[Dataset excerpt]
+---+

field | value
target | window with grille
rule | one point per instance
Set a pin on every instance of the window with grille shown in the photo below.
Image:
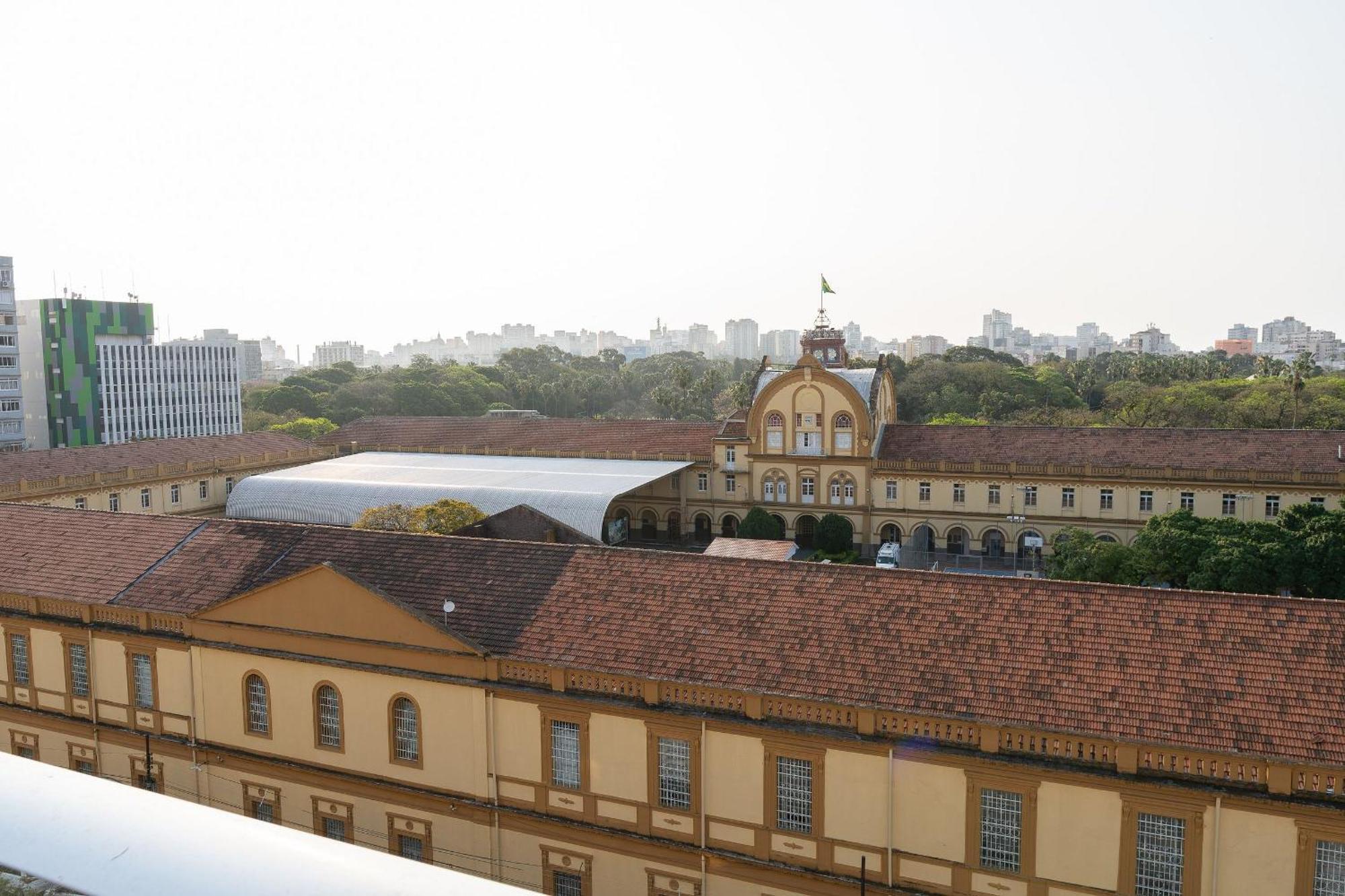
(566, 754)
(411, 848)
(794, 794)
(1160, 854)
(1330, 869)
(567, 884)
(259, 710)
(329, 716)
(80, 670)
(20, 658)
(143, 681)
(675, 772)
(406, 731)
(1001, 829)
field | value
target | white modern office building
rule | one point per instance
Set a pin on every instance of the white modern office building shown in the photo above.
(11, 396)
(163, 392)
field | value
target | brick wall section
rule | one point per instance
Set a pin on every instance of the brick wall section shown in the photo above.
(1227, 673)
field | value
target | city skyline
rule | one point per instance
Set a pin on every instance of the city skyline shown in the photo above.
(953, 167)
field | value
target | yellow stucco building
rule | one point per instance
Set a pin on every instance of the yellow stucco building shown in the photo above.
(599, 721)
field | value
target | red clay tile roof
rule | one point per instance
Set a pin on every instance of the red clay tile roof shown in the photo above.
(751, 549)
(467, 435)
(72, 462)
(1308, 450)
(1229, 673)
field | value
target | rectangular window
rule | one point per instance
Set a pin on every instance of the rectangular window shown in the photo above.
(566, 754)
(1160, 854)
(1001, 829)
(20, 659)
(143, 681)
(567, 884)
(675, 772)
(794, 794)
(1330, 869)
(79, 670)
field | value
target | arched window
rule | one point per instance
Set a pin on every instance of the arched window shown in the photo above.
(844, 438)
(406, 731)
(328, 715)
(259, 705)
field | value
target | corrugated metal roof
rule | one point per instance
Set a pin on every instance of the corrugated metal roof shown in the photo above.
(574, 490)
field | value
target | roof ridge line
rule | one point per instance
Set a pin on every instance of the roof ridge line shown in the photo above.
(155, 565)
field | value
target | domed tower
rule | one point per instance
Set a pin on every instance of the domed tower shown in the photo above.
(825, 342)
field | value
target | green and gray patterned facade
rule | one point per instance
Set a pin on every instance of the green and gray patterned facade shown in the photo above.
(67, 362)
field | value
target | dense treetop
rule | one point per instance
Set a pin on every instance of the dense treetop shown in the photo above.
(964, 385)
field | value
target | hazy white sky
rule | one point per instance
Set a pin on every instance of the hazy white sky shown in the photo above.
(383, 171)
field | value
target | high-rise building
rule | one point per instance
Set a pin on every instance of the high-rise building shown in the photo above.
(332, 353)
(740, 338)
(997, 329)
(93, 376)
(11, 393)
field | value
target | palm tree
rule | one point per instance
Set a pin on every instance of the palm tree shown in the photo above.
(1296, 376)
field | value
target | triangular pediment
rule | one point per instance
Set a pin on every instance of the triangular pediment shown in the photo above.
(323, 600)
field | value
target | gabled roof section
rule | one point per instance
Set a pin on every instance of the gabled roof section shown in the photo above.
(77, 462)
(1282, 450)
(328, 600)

+---+

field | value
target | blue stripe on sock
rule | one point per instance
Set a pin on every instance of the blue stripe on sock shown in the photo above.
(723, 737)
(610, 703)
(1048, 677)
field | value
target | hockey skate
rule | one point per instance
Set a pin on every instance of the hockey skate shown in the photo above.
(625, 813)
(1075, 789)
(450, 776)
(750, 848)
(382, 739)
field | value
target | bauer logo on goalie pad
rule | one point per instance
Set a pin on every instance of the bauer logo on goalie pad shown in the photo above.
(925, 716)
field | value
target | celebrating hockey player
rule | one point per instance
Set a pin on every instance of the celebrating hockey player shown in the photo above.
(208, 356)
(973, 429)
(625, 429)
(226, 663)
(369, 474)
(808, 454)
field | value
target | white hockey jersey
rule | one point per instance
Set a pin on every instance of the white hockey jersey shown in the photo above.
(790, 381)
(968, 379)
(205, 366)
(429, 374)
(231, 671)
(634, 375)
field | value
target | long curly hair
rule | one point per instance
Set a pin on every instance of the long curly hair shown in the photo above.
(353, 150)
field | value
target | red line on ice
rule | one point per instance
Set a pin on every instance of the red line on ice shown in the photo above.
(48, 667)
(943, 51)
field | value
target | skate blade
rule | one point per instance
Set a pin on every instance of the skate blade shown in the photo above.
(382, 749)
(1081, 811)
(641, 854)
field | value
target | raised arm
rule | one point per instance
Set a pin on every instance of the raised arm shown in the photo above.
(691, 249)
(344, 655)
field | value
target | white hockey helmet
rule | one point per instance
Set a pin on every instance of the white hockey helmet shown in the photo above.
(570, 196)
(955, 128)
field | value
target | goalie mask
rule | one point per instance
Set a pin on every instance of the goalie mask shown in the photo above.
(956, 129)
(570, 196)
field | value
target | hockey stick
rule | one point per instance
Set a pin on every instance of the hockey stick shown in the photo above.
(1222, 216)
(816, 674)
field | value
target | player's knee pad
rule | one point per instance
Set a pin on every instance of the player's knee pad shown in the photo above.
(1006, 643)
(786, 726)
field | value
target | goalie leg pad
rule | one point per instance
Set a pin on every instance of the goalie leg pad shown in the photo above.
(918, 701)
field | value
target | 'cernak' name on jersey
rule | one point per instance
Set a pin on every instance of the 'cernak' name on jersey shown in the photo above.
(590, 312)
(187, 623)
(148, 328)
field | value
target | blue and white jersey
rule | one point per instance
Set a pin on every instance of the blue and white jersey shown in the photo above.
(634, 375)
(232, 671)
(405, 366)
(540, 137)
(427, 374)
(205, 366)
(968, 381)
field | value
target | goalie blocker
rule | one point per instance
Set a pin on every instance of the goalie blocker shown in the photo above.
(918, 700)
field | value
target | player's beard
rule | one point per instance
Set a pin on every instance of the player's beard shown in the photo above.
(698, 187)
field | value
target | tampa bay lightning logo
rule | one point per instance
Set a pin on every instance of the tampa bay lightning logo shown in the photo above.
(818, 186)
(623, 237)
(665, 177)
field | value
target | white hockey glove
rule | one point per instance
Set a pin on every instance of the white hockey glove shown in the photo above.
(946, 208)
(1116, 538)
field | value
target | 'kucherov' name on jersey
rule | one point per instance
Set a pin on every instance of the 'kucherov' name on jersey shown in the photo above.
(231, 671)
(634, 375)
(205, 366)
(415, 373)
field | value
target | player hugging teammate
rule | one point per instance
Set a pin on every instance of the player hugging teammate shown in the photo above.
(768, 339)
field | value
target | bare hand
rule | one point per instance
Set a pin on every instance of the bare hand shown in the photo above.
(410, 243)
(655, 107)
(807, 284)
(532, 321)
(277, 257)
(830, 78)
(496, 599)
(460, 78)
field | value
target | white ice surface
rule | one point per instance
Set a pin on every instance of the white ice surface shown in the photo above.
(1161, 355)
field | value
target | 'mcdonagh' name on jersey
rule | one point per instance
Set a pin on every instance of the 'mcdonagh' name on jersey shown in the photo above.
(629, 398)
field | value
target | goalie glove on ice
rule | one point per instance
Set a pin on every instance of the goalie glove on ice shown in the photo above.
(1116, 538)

+---+

WHAT NEEDS TO BE DONE = Report each line of the records above that contains the string "name".

FINAL RESULT =
target | 'cernak' name on jersey
Set a pin on every instance of the 'cernak' name on jersey shown in the photo above.
target | 'kucherov' name on jersey
Set a pin on every instance of the 'kucherov' name on jersey shown in the photo above.
target | 'mcdonagh' name on jersey
Set a pin on every instance of the 'mcdonagh' name on jersey shown in the photo above.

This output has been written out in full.